Start of DATA TO USE

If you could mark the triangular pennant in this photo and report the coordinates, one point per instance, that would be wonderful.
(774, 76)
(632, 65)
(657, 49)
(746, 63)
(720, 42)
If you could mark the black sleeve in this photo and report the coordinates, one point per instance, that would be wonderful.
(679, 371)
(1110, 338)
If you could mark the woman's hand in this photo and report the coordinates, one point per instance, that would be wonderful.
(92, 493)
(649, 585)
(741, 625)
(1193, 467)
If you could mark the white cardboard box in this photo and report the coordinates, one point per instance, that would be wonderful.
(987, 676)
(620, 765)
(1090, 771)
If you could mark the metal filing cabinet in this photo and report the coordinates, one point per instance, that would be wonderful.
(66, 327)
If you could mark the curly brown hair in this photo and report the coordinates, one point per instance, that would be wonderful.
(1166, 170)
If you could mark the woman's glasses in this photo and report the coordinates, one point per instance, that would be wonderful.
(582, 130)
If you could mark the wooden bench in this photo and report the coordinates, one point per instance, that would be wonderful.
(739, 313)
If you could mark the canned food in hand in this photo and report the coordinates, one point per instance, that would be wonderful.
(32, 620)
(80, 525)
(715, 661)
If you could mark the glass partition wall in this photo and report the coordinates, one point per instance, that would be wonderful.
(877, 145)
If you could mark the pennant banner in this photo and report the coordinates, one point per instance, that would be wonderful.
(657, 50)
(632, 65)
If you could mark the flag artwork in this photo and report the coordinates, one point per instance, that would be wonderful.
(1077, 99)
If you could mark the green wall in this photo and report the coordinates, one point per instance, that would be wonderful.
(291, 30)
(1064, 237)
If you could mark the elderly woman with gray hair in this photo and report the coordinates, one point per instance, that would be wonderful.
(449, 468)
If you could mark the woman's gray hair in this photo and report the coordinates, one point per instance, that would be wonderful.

End of DATA TO USE
Start of DATA TO USE

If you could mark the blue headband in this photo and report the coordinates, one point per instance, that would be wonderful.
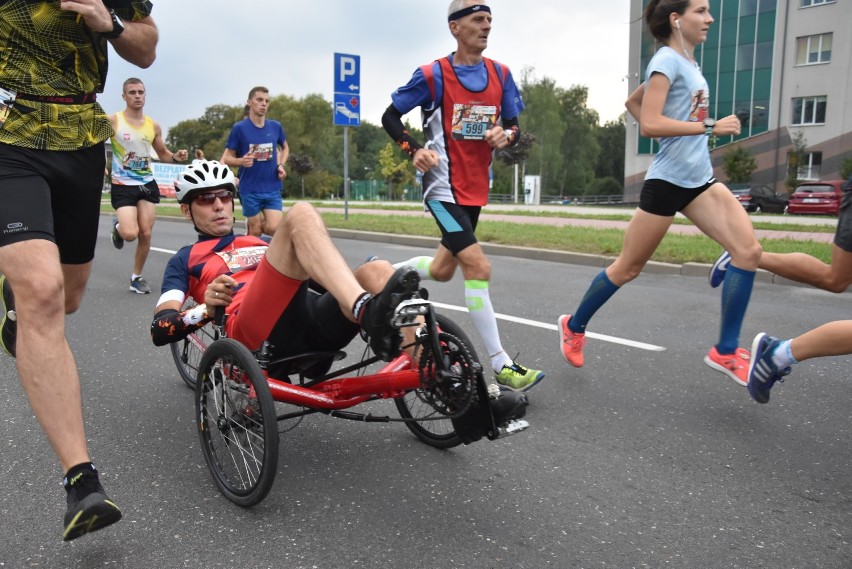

End of DATA TO USE
Start of DATA TO USE

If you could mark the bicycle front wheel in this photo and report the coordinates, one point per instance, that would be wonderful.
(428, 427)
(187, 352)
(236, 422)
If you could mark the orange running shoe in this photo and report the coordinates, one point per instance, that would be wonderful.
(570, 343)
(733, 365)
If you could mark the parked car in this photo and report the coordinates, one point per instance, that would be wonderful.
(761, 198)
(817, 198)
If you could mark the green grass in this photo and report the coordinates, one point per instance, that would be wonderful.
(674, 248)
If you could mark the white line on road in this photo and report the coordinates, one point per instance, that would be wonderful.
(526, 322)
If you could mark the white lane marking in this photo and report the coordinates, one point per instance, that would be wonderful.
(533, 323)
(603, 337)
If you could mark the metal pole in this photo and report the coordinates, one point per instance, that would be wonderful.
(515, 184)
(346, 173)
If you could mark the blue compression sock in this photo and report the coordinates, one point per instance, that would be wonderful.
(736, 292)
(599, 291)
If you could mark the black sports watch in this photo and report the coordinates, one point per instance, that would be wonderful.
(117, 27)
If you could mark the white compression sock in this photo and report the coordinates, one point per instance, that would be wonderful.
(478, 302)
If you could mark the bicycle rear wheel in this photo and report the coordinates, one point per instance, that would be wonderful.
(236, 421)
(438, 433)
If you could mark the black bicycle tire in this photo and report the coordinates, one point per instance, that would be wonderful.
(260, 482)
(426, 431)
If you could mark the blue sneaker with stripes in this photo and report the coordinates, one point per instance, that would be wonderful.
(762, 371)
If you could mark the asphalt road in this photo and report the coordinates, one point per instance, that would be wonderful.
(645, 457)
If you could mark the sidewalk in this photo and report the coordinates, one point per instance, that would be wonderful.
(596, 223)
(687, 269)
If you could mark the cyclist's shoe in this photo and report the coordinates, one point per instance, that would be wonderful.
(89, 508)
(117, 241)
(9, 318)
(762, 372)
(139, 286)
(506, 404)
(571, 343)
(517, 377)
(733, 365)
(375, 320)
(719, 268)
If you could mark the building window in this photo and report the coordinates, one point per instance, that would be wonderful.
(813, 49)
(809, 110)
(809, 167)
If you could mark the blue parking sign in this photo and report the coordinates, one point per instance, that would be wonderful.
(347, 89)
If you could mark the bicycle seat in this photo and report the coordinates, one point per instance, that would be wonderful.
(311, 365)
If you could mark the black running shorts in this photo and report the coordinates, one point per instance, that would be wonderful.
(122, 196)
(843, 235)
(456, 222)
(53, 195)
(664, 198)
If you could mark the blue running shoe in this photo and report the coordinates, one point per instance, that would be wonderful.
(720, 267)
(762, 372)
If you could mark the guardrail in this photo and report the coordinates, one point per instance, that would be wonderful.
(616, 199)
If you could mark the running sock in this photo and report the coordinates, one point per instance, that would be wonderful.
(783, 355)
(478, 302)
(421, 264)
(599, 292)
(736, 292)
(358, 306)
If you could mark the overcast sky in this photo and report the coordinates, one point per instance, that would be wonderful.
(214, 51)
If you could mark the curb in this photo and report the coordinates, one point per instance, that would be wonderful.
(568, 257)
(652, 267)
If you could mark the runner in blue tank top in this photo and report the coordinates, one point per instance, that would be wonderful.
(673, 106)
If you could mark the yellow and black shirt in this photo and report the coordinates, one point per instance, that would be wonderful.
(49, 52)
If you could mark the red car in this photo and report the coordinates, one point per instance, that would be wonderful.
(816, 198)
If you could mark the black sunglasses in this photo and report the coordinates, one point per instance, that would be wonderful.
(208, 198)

End of DATA TO USE

**STATED GOAL**
Count the lines of the records above that contain the string "shoe", with case counting, and reply with only that number.

**RESPONSE TO THIS TASK**
3